Reproduce the listing below line for line, with no changes.

━━ RECORDS SUPPLIED

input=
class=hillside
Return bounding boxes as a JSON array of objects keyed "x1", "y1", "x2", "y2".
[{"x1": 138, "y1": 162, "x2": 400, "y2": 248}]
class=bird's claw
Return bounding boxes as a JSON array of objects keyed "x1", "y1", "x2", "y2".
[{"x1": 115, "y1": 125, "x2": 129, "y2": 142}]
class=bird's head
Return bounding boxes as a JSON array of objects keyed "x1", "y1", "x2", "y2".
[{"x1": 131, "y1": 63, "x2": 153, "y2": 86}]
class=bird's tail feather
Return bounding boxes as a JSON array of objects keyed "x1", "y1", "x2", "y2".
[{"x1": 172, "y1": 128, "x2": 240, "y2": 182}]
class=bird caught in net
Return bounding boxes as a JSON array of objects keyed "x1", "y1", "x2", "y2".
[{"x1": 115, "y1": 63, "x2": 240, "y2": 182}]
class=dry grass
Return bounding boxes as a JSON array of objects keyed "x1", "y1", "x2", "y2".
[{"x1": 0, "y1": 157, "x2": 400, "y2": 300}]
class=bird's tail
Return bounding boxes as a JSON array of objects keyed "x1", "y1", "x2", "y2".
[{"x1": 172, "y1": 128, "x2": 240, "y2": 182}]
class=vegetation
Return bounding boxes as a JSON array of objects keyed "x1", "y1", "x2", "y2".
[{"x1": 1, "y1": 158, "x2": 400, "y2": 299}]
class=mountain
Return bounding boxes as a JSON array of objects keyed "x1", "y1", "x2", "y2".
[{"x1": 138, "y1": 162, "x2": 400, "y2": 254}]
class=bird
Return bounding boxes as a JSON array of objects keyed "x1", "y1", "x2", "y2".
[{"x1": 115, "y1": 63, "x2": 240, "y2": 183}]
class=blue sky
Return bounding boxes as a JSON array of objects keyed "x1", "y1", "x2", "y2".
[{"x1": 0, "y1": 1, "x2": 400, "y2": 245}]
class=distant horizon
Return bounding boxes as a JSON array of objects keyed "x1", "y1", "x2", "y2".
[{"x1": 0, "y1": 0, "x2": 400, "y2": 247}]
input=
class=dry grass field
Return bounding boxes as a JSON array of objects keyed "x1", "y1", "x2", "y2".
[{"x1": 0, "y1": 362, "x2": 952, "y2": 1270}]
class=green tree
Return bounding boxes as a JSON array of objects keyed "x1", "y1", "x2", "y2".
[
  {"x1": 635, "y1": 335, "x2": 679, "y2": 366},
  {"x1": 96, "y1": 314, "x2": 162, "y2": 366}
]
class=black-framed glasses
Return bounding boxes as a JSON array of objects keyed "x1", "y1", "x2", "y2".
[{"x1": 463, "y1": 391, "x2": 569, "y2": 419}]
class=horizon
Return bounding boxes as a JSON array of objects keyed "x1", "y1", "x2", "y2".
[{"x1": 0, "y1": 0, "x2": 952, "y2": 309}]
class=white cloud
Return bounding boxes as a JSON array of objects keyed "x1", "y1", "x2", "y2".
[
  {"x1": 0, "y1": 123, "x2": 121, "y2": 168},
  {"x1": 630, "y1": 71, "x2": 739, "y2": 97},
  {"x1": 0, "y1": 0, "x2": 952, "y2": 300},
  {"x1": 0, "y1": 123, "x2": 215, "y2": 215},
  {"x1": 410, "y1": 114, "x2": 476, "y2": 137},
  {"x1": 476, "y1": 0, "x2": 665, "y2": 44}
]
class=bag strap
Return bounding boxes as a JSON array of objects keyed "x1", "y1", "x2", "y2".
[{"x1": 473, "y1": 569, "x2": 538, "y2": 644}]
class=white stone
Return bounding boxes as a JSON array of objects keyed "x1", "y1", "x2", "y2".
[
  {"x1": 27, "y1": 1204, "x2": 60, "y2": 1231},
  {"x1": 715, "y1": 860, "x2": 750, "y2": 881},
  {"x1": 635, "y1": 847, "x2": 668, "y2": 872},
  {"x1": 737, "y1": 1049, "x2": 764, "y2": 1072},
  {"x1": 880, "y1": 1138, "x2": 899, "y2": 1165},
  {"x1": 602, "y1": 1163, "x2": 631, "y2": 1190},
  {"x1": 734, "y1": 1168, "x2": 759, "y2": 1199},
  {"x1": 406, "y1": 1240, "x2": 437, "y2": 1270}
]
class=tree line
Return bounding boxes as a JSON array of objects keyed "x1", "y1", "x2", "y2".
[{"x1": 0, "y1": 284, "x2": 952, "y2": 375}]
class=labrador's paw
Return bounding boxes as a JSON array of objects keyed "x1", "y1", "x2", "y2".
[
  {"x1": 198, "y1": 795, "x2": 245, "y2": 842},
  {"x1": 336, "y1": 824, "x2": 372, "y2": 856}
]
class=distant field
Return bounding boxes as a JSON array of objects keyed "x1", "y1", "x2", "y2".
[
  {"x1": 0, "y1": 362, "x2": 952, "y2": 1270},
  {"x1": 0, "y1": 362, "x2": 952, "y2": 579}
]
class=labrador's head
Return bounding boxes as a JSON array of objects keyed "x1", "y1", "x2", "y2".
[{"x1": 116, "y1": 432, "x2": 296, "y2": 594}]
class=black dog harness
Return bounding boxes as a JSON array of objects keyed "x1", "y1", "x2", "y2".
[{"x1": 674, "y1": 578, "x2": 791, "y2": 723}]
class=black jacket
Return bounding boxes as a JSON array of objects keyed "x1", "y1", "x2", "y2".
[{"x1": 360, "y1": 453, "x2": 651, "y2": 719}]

━━━━

▶ _CORRECT OUTPUT_
input=
class=hillside
Return bounding boxes as a JSON array of objects keyed "x1", "y1", "x2", "y2".
[{"x1": 138, "y1": 162, "x2": 400, "y2": 248}]
class=bird's claw
Return bounding boxes as a JSON array of objects keyed "x1", "y1", "x2", "y2".
[{"x1": 115, "y1": 125, "x2": 129, "y2": 142}]
class=bird's head
Return bounding boxes as a JSON array of objects keyed "x1", "y1", "x2", "y2".
[{"x1": 131, "y1": 63, "x2": 153, "y2": 86}]
class=bird's tail feather
Return bounding boxes as a JSON array of objects keyed "x1", "y1", "x2", "y2".
[{"x1": 172, "y1": 128, "x2": 240, "y2": 182}]
class=bird caught in net
Return bounding boxes as a JSON array of objects keyed "x1", "y1", "x2", "y2".
[{"x1": 115, "y1": 63, "x2": 240, "y2": 182}]
class=dry grass
Return bounding boxes as a JSON array of objects keyed "x1", "y1", "x2", "y2".
[{"x1": 0, "y1": 157, "x2": 400, "y2": 300}]
class=bird's tail
Return bounding boxes as a JSON array of objects keyed "x1", "y1", "x2", "y2".
[{"x1": 172, "y1": 128, "x2": 240, "y2": 182}]
class=vegetation
Return bounding boxes as a JSON array of objects keyed "x1", "y1", "x2", "y2".
[{"x1": 1, "y1": 158, "x2": 400, "y2": 299}]
class=mountain
Return bounding boxes as a JSON array of objects keyed "x1", "y1", "x2", "y2".
[{"x1": 138, "y1": 162, "x2": 400, "y2": 254}]
class=bird
Return bounding boxes as a JSON array of objects keyed "x1", "y1", "x2", "y2".
[{"x1": 115, "y1": 63, "x2": 240, "y2": 183}]
class=blue sky
Return bounding boxes as a JSON array of objects keyed "x1", "y1", "x2", "y2".
[{"x1": 0, "y1": 1, "x2": 400, "y2": 245}]
class=distant horizon
Return bounding boxes as a JSON array of objects keyed "x1", "y1", "x2", "y2".
[{"x1": 0, "y1": 0, "x2": 400, "y2": 247}]
input=
class=dry grass field
Return bounding boxes as a JSON array of objects keyed "x1", "y1", "x2", "y2".
[{"x1": 0, "y1": 362, "x2": 952, "y2": 1270}]
class=green tree
Return bounding boxes as a JSON array of objects keyed "x1", "y1", "x2", "y2".
[
  {"x1": 635, "y1": 335, "x2": 679, "y2": 366},
  {"x1": 96, "y1": 314, "x2": 162, "y2": 366}
]
class=black-framed glasses
Return bounding boxes as a JSON array of objects keyed "x1", "y1", "x2", "y2".
[{"x1": 463, "y1": 391, "x2": 569, "y2": 419}]
class=horizon
Return bounding boxes as a JSON array of objects keyed "x1", "y1", "x2", "y2".
[{"x1": 0, "y1": 0, "x2": 952, "y2": 309}]
class=white cloud
Return bounding boxes as a JSON array of objects keyed "x1", "y1", "x2", "y2".
[
  {"x1": 0, "y1": 123, "x2": 121, "y2": 168},
  {"x1": 630, "y1": 71, "x2": 739, "y2": 97},
  {"x1": 0, "y1": 0, "x2": 952, "y2": 300},
  {"x1": 0, "y1": 123, "x2": 215, "y2": 215},
  {"x1": 410, "y1": 114, "x2": 476, "y2": 137},
  {"x1": 476, "y1": 0, "x2": 665, "y2": 44}
]
class=bag strap
Return bounding boxes as a JSON array of objects keyed "x1", "y1", "x2", "y2".
[{"x1": 473, "y1": 569, "x2": 538, "y2": 644}]
class=white stone
Return bounding boxes as a JSON array of objects keyed "x1", "y1", "x2", "y2".
[
  {"x1": 27, "y1": 1204, "x2": 60, "y2": 1231},
  {"x1": 715, "y1": 860, "x2": 750, "y2": 881},
  {"x1": 635, "y1": 847, "x2": 668, "y2": 872},
  {"x1": 737, "y1": 1049, "x2": 764, "y2": 1072},
  {"x1": 880, "y1": 1138, "x2": 899, "y2": 1165},
  {"x1": 602, "y1": 1163, "x2": 631, "y2": 1190},
  {"x1": 734, "y1": 1168, "x2": 759, "y2": 1199},
  {"x1": 406, "y1": 1240, "x2": 437, "y2": 1270}
]
class=tree line
Return bounding boxes as a JSON array of objects keyed "x1", "y1", "x2", "y2".
[{"x1": 0, "y1": 284, "x2": 952, "y2": 375}]
class=labrador's paw
Return bounding boxes as a JSON array of objects keyed "x1", "y1", "x2", "y2".
[
  {"x1": 198, "y1": 795, "x2": 245, "y2": 842},
  {"x1": 336, "y1": 824, "x2": 372, "y2": 856}
]
class=distant field
Return bounding boxes as a JSON array of objects keyed "x1", "y1", "x2", "y2".
[
  {"x1": 0, "y1": 362, "x2": 952, "y2": 1270},
  {"x1": 0, "y1": 362, "x2": 952, "y2": 579}
]
class=labrador's head
Return bounding boxes as a JSON array of objects keyed "x1", "y1", "x2", "y2".
[{"x1": 116, "y1": 432, "x2": 296, "y2": 594}]
class=black dog harness
Return bounding boxes as a JSON array of objects keyed "x1", "y1", "x2", "y2".
[{"x1": 674, "y1": 578, "x2": 791, "y2": 723}]
class=black jacket
Return bounding boxes as a JSON array of objects keyed "x1", "y1", "x2", "y2".
[{"x1": 360, "y1": 453, "x2": 651, "y2": 719}]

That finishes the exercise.